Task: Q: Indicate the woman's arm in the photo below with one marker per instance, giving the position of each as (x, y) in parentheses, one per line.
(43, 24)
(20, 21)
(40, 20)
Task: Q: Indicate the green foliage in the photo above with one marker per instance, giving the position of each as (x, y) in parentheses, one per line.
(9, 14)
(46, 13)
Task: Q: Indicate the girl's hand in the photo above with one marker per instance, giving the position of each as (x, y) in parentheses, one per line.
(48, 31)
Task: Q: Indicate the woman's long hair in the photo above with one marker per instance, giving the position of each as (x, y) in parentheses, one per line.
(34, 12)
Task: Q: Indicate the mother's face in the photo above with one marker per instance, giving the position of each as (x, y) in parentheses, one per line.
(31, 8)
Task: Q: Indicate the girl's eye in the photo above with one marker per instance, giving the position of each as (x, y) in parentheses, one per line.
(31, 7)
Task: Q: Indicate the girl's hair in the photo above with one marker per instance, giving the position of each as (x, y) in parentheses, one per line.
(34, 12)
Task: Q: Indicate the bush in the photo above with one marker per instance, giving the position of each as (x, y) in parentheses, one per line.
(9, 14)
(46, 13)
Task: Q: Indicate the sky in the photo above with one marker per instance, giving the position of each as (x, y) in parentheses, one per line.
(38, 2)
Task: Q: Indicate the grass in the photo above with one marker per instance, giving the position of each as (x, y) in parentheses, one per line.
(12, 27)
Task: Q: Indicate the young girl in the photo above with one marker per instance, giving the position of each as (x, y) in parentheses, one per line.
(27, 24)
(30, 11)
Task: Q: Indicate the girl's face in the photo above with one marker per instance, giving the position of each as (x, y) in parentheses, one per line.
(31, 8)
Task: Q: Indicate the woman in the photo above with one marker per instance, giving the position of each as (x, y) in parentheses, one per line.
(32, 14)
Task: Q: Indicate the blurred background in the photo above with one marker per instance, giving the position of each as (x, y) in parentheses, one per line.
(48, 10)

-*-

• [AIM OF THE EXERCISE] Edit the part of the listing above that begins with the line containing "Task: Q: Indicate the sky" and continues through the end of the listing, changing "Indicate" to "Mark" and leaving everything else unchanged. Return only that part.

• [OUTPUT FOR THIS TASK]
Task: Q: Mark the sky in the photo above with one marker per instance, giving the position of each as (x, y) in parentheses, one per line.
(38, 2)
Task: Q: Mark the grass in the photo above with one marker per instance, giving the position of each as (x, y) in parentheses, one per line.
(12, 27)
Task: Q: Mark the young girl in the photo above with one marker per instance, giving the position of each as (x, y) in parentheses, one per line.
(27, 24)
(30, 11)
Task: Q: Mark the girl's face in the photo above with one marker per instance, giving the position of each as (x, y) in parentheses, one per line.
(31, 8)
Task: Q: Mark the woman in the photo above with one marker per instance, giving the position of each as (x, y) in parentheses, one per line.
(32, 14)
Task: Q: Mark the blurred background in the photo above with one marker per instance, giving the position of each as (x, y) in parentheses, one per line.
(48, 10)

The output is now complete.